Exercise inputs:

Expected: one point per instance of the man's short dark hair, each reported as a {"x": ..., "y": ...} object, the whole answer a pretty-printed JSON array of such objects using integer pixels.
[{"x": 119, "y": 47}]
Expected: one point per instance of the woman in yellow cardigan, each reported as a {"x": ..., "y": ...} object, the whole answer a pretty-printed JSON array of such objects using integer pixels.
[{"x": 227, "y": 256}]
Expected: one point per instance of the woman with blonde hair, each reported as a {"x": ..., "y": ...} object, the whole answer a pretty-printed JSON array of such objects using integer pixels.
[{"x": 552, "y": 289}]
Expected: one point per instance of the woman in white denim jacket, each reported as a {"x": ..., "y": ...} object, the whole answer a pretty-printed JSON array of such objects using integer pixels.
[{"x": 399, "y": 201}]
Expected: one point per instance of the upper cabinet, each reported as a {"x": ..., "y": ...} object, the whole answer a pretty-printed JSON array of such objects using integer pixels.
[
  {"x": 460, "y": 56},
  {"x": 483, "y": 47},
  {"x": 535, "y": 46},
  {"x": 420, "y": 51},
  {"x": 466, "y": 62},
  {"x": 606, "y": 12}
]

The task: Rewrite all the items above, each request along with its answer. Shift every x and y coordinate in the answers by adding 102, and leave everything else unchanged.

The answer:
Expected: one point per instance of the man's short dark hair, each reported as a {"x": ..., "y": ...} object, the whole answer a pretty-printed JSON array of such objects using integer pixels.
[{"x": 221, "y": 149}]
Expected: one point per instance of the woman in yellow cardigan, each reported as a {"x": ..., "y": ...} object, the whole answer a pretty-printed JSON array of such objects using integer pixels.
[{"x": 329, "y": 358}]
Expected: one point per instance of the woman with blonde hair, each reported as a {"x": ..., "y": ...} object, the whole answer a pretty-printed JSON array of such objects using integer pixels.
[{"x": 654, "y": 391}]
Expected: one point per instance of the woman in white denim jacket, each reported as a {"x": ..., "y": ...} object, the whole answer a pretty-printed JSON array of such objects using integer pixels.
[{"x": 501, "y": 303}]
Expected: one point per instance of the upper cabinet, each reported as a {"x": ..., "y": ...} object, the whole answer a pretty-printed JSON array of such objects using integer pixels.
[
  {"x": 562, "y": 158},
  {"x": 585, "y": 149},
  {"x": 637, "y": 148},
  {"x": 522, "y": 153},
  {"x": 568, "y": 164},
  {"x": 708, "y": 114}
]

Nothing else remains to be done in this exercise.